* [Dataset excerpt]
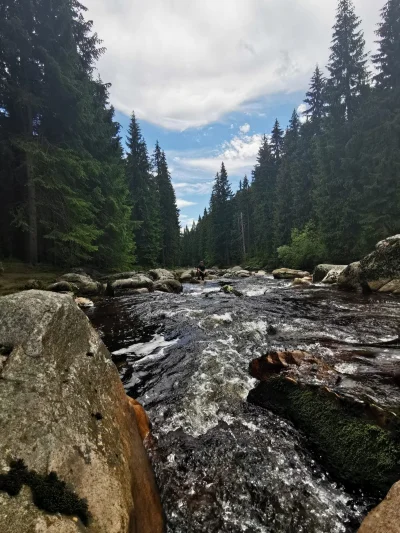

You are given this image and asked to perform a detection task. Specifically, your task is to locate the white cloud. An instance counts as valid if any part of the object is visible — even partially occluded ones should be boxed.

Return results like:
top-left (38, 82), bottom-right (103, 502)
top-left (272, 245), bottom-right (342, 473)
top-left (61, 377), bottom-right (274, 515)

top-left (85, 0), bottom-right (386, 130)
top-left (176, 198), bottom-right (197, 209)
top-left (173, 181), bottom-right (213, 196)
top-left (297, 104), bottom-right (307, 124)
top-left (180, 134), bottom-right (263, 176)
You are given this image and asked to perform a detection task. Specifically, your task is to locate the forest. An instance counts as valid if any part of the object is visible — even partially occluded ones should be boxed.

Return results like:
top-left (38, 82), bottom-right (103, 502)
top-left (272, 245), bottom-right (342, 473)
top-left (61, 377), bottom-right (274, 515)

top-left (0, 0), bottom-right (400, 270)
top-left (182, 0), bottom-right (400, 268)
top-left (0, 0), bottom-right (180, 270)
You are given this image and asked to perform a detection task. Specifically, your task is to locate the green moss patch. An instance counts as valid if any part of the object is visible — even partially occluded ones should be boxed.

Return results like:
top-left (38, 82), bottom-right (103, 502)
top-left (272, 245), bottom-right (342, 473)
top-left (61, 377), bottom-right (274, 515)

top-left (248, 377), bottom-right (400, 497)
top-left (0, 460), bottom-right (90, 526)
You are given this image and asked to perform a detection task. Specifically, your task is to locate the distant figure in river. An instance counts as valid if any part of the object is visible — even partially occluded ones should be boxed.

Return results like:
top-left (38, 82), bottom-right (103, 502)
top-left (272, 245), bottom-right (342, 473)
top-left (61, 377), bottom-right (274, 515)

top-left (197, 261), bottom-right (206, 281)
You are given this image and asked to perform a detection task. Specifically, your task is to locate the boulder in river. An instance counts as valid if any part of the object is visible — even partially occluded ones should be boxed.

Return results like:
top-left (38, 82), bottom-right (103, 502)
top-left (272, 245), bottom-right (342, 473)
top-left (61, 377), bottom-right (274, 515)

top-left (55, 272), bottom-right (104, 296)
top-left (154, 279), bottom-right (183, 294)
top-left (322, 265), bottom-right (347, 285)
top-left (149, 268), bottom-right (175, 281)
top-left (0, 290), bottom-right (163, 533)
top-left (248, 351), bottom-right (400, 496)
top-left (358, 482), bottom-right (400, 533)
top-left (272, 268), bottom-right (310, 279)
top-left (338, 235), bottom-right (400, 294)
top-left (313, 264), bottom-right (347, 283)
top-left (338, 261), bottom-right (362, 291)
top-left (106, 274), bottom-right (154, 296)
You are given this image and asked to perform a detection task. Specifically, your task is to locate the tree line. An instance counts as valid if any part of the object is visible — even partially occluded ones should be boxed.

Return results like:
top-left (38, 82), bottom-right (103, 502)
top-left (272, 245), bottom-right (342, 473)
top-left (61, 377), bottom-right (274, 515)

top-left (0, 0), bottom-right (180, 270)
top-left (182, 0), bottom-right (400, 268)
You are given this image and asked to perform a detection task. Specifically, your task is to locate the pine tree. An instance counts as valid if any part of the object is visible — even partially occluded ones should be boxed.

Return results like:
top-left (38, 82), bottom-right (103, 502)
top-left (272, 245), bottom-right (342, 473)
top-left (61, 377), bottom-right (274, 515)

top-left (327, 0), bottom-right (368, 120)
top-left (210, 163), bottom-right (232, 265)
top-left (153, 142), bottom-right (180, 266)
top-left (373, 0), bottom-right (400, 89)
top-left (303, 65), bottom-right (326, 125)
top-left (271, 119), bottom-right (283, 163)
top-left (126, 113), bottom-right (161, 267)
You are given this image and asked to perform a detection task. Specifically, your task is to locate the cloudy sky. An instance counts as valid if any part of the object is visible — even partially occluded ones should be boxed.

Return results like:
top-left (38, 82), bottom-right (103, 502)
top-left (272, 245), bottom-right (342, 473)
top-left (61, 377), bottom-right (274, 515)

top-left (83, 0), bottom-right (385, 225)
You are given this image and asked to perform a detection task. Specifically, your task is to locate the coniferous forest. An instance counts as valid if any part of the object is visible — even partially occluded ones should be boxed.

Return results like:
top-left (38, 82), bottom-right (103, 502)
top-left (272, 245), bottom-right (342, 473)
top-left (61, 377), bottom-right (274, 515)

top-left (0, 0), bottom-right (400, 270)
top-left (182, 0), bottom-right (400, 268)
top-left (0, 0), bottom-right (180, 270)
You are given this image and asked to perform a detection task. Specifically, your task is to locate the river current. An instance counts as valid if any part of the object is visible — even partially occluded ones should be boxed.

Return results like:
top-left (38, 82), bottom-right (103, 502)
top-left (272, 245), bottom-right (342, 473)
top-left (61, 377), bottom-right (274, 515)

top-left (88, 276), bottom-right (400, 533)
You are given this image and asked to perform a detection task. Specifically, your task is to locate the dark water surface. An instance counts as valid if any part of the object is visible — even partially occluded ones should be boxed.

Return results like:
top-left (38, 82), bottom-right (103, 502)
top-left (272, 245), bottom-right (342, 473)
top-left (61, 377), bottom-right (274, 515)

top-left (88, 277), bottom-right (400, 533)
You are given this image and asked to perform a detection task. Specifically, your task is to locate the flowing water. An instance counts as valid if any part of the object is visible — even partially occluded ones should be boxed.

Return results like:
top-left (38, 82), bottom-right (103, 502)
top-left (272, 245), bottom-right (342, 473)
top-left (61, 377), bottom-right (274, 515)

top-left (88, 277), bottom-right (400, 533)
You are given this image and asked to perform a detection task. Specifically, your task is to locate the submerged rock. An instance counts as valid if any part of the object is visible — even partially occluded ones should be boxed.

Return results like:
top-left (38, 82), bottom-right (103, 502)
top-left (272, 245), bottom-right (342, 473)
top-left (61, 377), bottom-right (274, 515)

top-left (338, 261), bottom-right (362, 291)
top-left (322, 265), bottom-right (347, 285)
top-left (149, 268), bottom-right (175, 281)
top-left (154, 279), bottom-right (183, 294)
top-left (313, 264), bottom-right (347, 283)
top-left (272, 268), bottom-right (310, 279)
top-left (106, 274), bottom-right (154, 296)
top-left (358, 482), bottom-right (400, 533)
top-left (56, 272), bottom-right (104, 296)
top-left (0, 291), bottom-right (163, 533)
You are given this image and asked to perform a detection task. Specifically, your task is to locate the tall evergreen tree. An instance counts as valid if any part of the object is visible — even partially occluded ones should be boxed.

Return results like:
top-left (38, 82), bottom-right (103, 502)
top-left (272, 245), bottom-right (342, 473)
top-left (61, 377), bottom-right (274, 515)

top-left (373, 0), bottom-right (400, 89)
top-left (327, 0), bottom-right (368, 119)
top-left (153, 142), bottom-right (180, 266)
top-left (126, 113), bottom-right (161, 267)
top-left (210, 163), bottom-right (232, 265)
top-left (303, 65), bottom-right (326, 128)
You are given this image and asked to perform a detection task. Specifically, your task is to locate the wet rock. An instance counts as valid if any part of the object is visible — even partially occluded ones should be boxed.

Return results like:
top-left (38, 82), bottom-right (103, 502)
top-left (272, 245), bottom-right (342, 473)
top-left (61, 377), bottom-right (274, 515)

top-left (338, 261), bottom-right (362, 291)
top-left (154, 279), bottom-right (183, 294)
top-left (313, 264), bottom-right (347, 283)
top-left (358, 482), bottom-right (400, 533)
top-left (149, 268), bottom-right (175, 281)
top-left (221, 285), bottom-right (243, 297)
top-left (75, 297), bottom-right (94, 309)
top-left (322, 265), bottom-right (347, 285)
top-left (46, 281), bottom-right (78, 293)
top-left (272, 268), bottom-right (310, 279)
top-left (24, 279), bottom-right (46, 291)
top-left (128, 396), bottom-right (150, 440)
top-left (378, 279), bottom-right (400, 294)
top-left (106, 274), bottom-right (154, 296)
top-left (293, 278), bottom-right (312, 287)
top-left (0, 291), bottom-right (163, 533)
top-left (57, 272), bottom-right (104, 296)
top-left (179, 270), bottom-right (196, 282)
top-left (249, 350), bottom-right (315, 381)
top-left (248, 374), bottom-right (400, 496)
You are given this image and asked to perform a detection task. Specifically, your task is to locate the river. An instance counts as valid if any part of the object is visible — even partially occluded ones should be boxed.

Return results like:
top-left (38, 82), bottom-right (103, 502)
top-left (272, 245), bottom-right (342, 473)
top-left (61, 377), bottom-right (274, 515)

top-left (88, 276), bottom-right (400, 533)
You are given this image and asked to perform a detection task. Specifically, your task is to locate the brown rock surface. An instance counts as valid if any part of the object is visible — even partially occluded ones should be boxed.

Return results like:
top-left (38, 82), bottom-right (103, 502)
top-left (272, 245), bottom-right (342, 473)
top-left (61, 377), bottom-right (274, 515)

top-left (358, 482), bottom-right (400, 533)
top-left (0, 291), bottom-right (163, 533)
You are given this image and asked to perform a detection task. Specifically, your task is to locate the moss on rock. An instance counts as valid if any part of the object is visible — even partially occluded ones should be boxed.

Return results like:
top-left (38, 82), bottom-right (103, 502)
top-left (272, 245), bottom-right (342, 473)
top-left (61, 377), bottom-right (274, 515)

top-left (248, 377), bottom-right (400, 496)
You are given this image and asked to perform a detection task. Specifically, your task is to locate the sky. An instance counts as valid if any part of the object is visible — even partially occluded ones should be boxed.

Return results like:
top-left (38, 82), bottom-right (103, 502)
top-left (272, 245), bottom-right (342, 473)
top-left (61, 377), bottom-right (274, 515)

top-left (83, 0), bottom-right (386, 226)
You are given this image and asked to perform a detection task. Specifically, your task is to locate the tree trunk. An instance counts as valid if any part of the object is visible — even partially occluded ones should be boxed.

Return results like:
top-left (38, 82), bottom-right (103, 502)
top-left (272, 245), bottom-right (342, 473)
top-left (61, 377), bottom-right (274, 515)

top-left (26, 154), bottom-right (38, 265)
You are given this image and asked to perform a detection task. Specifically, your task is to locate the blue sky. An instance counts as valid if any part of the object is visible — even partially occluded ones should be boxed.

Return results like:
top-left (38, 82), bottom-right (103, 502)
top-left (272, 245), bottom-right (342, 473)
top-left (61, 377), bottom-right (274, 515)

top-left (85, 0), bottom-right (385, 226)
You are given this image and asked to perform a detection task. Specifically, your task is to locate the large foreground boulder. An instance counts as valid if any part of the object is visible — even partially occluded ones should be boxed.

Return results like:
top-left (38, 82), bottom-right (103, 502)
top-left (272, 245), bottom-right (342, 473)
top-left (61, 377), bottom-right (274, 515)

top-left (0, 290), bottom-right (163, 533)
top-left (338, 235), bottom-right (400, 294)
top-left (272, 268), bottom-right (310, 279)
top-left (358, 482), bottom-right (400, 533)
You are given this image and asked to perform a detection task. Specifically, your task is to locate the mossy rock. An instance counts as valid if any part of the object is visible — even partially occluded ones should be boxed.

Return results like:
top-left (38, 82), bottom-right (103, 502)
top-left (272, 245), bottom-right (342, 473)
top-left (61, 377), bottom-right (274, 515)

top-left (248, 377), bottom-right (400, 497)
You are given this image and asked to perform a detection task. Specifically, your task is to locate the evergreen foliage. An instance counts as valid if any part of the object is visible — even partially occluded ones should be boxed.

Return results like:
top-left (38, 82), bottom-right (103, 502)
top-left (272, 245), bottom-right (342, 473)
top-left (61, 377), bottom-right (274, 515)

top-left (182, 0), bottom-right (400, 269)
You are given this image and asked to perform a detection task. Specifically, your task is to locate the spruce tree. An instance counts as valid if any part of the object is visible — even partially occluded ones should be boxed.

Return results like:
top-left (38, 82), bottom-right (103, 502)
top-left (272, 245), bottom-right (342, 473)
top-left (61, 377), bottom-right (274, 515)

top-left (126, 113), bottom-right (161, 267)
top-left (303, 65), bottom-right (326, 125)
top-left (153, 142), bottom-right (180, 267)
top-left (210, 163), bottom-right (232, 265)
top-left (373, 0), bottom-right (400, 89)
top-left (327, 0), bottom-right (368, 120)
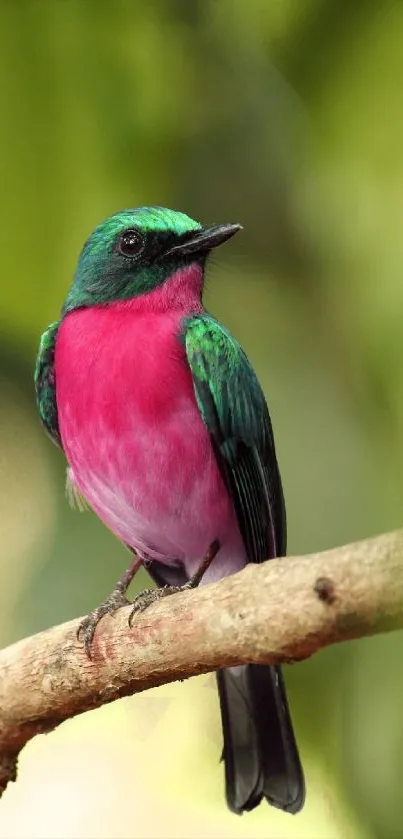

* [OBJECTIVE] Tally the lines in the entries above that contain the word "boulder", and give only that number.

* [ANSWER TO THE EXERCISE] 2